What is expected
In the data below, pull out every line from the one with "Where can you spot the car" through the one with "column 498, row 306", including both ends, and reproduce them word for word.

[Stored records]
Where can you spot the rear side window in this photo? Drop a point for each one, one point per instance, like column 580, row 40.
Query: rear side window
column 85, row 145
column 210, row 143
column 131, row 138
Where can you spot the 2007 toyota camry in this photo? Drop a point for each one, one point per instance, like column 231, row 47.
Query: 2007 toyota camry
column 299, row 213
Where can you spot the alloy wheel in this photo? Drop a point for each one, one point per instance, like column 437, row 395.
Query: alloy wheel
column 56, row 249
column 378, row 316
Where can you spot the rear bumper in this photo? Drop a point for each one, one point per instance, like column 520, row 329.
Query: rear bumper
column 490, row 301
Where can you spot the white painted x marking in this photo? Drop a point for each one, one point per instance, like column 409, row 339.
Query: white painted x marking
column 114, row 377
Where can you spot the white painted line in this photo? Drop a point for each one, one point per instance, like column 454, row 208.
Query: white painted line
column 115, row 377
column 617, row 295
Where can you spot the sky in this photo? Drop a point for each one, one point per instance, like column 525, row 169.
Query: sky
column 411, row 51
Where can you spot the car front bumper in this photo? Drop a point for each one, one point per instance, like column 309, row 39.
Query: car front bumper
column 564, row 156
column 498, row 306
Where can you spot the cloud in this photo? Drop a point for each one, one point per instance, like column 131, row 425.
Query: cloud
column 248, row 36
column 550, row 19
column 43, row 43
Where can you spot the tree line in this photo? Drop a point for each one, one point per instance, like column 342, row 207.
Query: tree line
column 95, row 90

Result of the task
Where can you spot the car front bumper in this photo? Drop a point for each one, one point per instance, like column 309, row 39.
Query: car front bumper
column 564, row 156
column 498, row 306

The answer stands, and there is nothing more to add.